§ Reading passage:
+-------+
Dr. Lewis M. Fraas: LCPV can be useful for 3 kW to 500 kW applications. HCPV in fields can be appropriate from 100 kW to 10 MW fields. CSP is for very big central power systems. These partitions are very approximate but demonstrate the probable market segmentation.
CPVToday.com: Considering LCPV and HCPV debate (where proponents of LCPV say that the HCPV hypothesis is a flawed one. Not only does it not yet deliver commercially - a product of high cell costs and high system costs to achieve required accuracies - but it creates a range of technical problems that are both difficult (and expensive) to solve), how do you assess this battle?
Dr. Lewis M. Fraas: Based on technology, LCPV is nearer to market given investment. HCPV is still under development and will be for at least three more years and will need much more money to build the component supply infrastructure. I see LCPV as potentially providing credibility for HCPV.
I do not see a conflict between them as they will address different market sectors. The real tragedy has been lack of government funding for CPV development at the system level. HCPV has received more funding because of the spectacular cell efficiency. LCPV has been overlooked. Both are very promising and there should not be a conflict except for the lack of funding for CPV in general vs thin film PV. CPV needs to demonstrate lower cost and this can be most rapidly demonstrated with less funding via LCPV.
+-------+
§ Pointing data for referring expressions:
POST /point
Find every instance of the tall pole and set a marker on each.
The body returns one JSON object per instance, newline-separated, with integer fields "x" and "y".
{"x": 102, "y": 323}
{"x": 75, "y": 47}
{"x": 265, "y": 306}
+-------+
Write what comes next in the interview on low- and high-concentration photovoltaics, starting after its last sentence. The rows have nothing to do with this.

CPVToday.com: It is being said that medium concentration (around 40x) currently offers the most reliable and cost-effective solution. What's your viewpoint regarding the same?
Dr. Lewis M. Fraas: No. This is superficial and overlooks cell packaging issues for long term durability. For LCPV, packaging for durability has already been demonstrated riding the coat tails of planar.
MidCPV pacaging runs into thermal and durability vs cost problems as well as cell supply problems. The same DNI vs global and optical losses hit MidCPV without the high >35 percent cell option.
CPVToday.com: The recently formed CPV Consortium says CPV "is on the cusp of delivering" on its promise of low‐cost, reliable solar‐generated electricity that will be cost competitive with traditional energy sources. And the challenge now is to assure that a proper foundation and infrastructure is in place to support CPV. How do you think the industry is placed to cope up with such challenge?
Dr. Lewis M. Fraas: There are still too many system design options for HCPV which will delay its market acceptance. LCPV can demonstrate the lower cost faster but is presently under funded relative to HCPV. Low cost will require investment in high volume manufacturing for LCPV. There is also the certification and qualification bottle neck for CPV at least in the US.
Spain is addressing this qualification issue with the ISFOC fields for HCPV but the US government is still sleeping on this. Early CPV manufacturing requires government buys for parallel demonstration and certification efforts lasting for a couple of years. This was done for planar Si in the late 70's with JPL block buys. ISFOC is doing it now for HCPV. There is no such opportunity now for LCPV.
CPVToday.com: CPV start-ups are planning extensive field testing to validate the reliability and energy production modelling and are also working with project developers and third party engineering firms to mitigate any perceived risk of deploying their respective technologies. What's your viewpoint regarding the same?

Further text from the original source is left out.